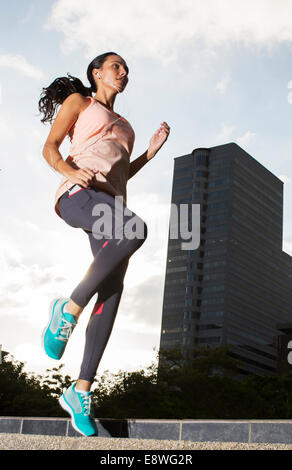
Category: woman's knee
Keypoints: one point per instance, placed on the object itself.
(143, 233)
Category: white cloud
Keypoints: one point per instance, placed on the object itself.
(225, 133)
(159, 29)
(222, 85)
(20, 63)
(245, 138)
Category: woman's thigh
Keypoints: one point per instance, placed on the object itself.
(98, 212)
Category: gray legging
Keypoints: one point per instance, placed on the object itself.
(112, 248)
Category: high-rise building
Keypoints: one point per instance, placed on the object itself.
(236, 286)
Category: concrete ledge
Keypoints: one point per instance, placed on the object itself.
(243, 431)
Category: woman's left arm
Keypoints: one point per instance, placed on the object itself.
(156, 142)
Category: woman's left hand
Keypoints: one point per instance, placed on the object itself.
(158, 139)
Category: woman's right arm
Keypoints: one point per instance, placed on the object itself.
(65, 119)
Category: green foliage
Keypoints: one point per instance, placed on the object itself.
(204, 386)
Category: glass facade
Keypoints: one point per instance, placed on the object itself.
(236, 286)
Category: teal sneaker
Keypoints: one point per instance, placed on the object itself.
(78, 405)
(60, 327)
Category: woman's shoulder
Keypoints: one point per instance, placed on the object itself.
(77, 100)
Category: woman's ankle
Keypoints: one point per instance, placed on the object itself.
(74, 309)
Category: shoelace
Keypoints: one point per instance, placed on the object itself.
(86, 403)
(65, 330)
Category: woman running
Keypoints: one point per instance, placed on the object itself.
(95, 176)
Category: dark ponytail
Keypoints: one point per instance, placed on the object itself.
(56, 93)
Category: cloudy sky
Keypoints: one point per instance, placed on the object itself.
(217, 71)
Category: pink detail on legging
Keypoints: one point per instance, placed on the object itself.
(97, 310)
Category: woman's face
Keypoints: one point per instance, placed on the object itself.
(115, 70)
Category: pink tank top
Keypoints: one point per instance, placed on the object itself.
(102, 141)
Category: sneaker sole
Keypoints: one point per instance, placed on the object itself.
(48, 324)
(67, 408)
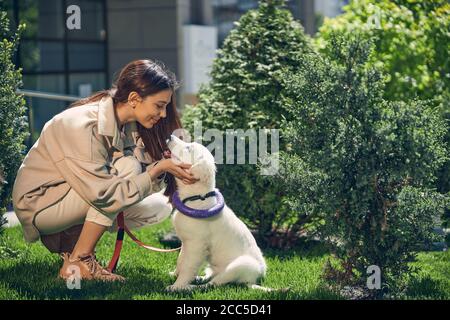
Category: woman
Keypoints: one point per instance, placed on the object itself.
(96, 159)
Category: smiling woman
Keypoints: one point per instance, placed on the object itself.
(99, 158)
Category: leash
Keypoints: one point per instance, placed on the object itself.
(119, 241)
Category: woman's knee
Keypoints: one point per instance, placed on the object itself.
(128, 166)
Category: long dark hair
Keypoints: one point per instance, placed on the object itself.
(147, 78)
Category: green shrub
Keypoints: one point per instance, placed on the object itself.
(411, 40)
(13, 124)
(246, 92)
(370, 162)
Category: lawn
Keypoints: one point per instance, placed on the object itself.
(32, 273)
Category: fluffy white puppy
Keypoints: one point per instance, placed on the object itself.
(222, 241)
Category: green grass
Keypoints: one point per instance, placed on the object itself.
(32, 274)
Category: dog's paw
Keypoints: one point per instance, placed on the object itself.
(174, 288)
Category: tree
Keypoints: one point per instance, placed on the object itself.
(13, 124)
(245, 92)
(371, 162)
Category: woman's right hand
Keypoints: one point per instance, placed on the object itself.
(179, 170)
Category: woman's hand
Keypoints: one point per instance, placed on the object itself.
(177, 169)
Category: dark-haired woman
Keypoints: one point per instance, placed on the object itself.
(100, 157)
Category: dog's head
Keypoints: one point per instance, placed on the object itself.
(195, 154)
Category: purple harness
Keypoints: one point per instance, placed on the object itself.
(197, 213)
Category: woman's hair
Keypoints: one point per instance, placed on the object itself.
(147, 78)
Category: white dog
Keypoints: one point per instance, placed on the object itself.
(221, 240)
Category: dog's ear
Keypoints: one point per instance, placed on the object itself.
(204, 170)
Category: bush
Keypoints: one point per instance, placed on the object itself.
(13, 124)
(411, 47)
(246, 92)
(371, 162)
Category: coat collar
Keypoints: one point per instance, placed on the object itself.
(108, 126)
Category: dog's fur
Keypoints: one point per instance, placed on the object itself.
(222, 241)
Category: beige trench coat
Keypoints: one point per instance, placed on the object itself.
(77, 149)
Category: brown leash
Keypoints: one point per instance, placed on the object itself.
(119, 241)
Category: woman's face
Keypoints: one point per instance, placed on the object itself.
(151, 109)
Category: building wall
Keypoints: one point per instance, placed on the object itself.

- [DESCRIPTION OF THE TASK]:
Find "right" in the preceding records. Copy each line that holds it.

- [RESULT FOR THIS TASK]:
Category: woman's right arm
Category: woman's right hand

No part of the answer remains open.